## [PROMPT]
Your reply should be a single number, the count of lines in the records that contain "sleeve".

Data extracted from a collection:

::::::::::

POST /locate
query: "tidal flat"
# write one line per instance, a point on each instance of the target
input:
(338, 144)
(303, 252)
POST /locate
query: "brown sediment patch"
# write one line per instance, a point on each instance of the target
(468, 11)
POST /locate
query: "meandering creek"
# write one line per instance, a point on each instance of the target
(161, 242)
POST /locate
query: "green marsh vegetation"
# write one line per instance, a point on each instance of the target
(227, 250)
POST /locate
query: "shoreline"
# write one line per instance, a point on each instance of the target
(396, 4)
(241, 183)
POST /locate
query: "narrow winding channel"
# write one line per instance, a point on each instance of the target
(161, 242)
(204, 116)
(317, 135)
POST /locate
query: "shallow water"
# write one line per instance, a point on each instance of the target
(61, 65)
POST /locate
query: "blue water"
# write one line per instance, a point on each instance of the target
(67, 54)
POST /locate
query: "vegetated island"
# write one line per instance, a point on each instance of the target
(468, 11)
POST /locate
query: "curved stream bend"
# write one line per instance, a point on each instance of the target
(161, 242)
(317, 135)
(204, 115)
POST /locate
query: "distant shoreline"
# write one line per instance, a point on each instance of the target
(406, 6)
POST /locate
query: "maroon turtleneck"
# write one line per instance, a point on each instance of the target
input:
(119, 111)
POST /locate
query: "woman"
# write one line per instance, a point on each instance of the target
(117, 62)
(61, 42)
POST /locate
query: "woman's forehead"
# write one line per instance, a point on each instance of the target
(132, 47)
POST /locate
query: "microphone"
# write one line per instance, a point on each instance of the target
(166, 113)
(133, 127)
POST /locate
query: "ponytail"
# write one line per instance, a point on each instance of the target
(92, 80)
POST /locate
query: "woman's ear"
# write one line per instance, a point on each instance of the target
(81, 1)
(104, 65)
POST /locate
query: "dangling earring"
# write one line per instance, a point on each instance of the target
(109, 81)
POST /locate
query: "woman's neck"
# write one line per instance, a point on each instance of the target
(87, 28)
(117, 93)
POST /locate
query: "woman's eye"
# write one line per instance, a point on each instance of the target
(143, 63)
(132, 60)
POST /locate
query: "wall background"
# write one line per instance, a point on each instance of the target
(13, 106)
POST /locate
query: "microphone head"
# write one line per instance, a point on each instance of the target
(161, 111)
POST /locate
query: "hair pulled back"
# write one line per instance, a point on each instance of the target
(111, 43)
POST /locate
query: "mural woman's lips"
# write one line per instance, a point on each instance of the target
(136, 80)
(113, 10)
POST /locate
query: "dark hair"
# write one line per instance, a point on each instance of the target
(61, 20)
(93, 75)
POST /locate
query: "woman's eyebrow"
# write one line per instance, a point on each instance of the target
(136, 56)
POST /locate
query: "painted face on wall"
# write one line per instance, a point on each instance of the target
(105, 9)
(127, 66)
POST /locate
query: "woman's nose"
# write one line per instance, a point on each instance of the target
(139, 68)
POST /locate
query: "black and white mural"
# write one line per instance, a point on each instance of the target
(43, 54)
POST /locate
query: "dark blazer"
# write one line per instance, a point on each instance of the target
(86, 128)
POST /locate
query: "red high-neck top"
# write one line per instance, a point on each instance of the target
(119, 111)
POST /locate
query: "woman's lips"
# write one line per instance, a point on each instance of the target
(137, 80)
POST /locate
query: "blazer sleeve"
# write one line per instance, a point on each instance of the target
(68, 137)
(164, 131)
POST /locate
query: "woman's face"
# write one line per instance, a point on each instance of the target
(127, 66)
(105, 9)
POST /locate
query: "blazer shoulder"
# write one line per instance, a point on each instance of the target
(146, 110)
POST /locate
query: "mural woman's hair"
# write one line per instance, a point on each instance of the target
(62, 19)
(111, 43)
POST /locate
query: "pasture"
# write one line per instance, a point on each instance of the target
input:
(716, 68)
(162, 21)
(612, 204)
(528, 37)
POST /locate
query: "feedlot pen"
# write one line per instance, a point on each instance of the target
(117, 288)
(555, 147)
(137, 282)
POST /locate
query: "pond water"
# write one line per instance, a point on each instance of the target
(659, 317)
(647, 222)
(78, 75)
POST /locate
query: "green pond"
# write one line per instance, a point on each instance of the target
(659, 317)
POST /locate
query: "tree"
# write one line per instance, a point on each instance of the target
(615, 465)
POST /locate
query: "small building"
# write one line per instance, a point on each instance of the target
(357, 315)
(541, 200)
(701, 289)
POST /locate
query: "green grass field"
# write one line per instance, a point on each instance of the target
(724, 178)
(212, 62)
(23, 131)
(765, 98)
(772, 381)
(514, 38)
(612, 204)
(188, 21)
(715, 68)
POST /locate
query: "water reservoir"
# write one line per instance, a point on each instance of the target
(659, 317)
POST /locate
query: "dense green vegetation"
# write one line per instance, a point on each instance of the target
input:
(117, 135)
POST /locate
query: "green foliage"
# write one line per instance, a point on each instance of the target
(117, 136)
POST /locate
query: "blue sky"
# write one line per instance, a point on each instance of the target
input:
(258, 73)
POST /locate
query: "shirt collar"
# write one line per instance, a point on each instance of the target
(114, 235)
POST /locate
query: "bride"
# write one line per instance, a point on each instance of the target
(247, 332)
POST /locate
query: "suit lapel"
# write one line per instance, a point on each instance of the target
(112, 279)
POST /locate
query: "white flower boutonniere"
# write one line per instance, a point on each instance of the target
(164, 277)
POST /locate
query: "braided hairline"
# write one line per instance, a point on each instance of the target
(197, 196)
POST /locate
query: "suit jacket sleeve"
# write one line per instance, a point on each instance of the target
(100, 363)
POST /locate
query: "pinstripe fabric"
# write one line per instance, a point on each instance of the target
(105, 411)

::::::::::

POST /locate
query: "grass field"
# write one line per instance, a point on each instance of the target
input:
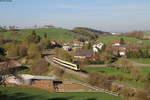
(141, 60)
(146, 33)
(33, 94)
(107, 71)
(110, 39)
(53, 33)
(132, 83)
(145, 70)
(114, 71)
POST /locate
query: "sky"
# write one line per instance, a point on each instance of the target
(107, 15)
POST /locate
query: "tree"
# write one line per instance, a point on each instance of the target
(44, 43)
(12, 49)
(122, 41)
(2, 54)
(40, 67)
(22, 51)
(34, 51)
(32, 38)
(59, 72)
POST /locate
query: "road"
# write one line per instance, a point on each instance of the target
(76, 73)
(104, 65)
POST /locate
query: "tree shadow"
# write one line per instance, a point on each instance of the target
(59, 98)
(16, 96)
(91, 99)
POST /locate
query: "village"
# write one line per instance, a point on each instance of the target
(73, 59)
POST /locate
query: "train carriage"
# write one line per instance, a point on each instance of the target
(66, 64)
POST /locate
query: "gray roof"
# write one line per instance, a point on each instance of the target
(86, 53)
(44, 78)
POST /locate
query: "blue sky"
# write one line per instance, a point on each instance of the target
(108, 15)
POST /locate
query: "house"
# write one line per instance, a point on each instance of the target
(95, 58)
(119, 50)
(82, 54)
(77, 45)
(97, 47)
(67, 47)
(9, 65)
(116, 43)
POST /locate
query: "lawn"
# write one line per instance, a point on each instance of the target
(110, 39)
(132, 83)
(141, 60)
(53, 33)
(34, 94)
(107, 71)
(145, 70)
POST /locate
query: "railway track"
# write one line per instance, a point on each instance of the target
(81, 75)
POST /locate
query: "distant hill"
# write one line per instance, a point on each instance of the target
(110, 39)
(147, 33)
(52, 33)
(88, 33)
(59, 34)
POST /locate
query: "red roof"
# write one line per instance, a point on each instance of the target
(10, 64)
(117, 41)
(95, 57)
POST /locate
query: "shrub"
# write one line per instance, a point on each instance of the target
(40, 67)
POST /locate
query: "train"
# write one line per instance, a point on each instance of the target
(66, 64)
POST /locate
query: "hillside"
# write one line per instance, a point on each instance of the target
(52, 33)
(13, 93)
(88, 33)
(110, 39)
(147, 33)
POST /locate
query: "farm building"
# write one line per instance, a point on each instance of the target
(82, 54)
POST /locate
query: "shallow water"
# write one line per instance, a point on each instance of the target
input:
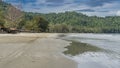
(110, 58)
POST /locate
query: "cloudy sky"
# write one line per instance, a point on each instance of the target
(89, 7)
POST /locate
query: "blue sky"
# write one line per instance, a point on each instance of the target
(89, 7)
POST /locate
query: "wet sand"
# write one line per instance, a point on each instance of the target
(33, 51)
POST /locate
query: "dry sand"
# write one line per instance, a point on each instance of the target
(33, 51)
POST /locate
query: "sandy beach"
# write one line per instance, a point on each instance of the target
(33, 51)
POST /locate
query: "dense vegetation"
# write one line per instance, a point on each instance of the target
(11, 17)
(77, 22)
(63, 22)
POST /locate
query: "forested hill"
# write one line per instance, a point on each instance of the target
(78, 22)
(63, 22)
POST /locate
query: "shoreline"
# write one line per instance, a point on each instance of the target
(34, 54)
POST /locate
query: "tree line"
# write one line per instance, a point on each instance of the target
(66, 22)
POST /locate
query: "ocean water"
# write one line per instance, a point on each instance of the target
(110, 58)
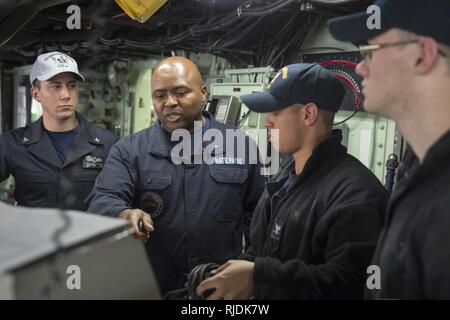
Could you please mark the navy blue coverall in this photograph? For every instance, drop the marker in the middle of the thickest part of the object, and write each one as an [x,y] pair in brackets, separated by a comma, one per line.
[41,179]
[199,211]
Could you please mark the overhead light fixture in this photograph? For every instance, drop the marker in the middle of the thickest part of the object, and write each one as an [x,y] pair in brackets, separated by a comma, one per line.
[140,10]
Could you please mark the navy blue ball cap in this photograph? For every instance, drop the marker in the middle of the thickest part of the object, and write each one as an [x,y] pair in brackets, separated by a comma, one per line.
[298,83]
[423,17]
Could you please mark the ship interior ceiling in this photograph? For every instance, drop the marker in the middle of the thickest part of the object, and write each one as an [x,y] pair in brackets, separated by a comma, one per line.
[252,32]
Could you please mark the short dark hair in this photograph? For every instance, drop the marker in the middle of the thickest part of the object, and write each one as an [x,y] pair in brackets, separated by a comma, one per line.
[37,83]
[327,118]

::::::::::

## [SOLUTION FOR THIS PROBLEM]
2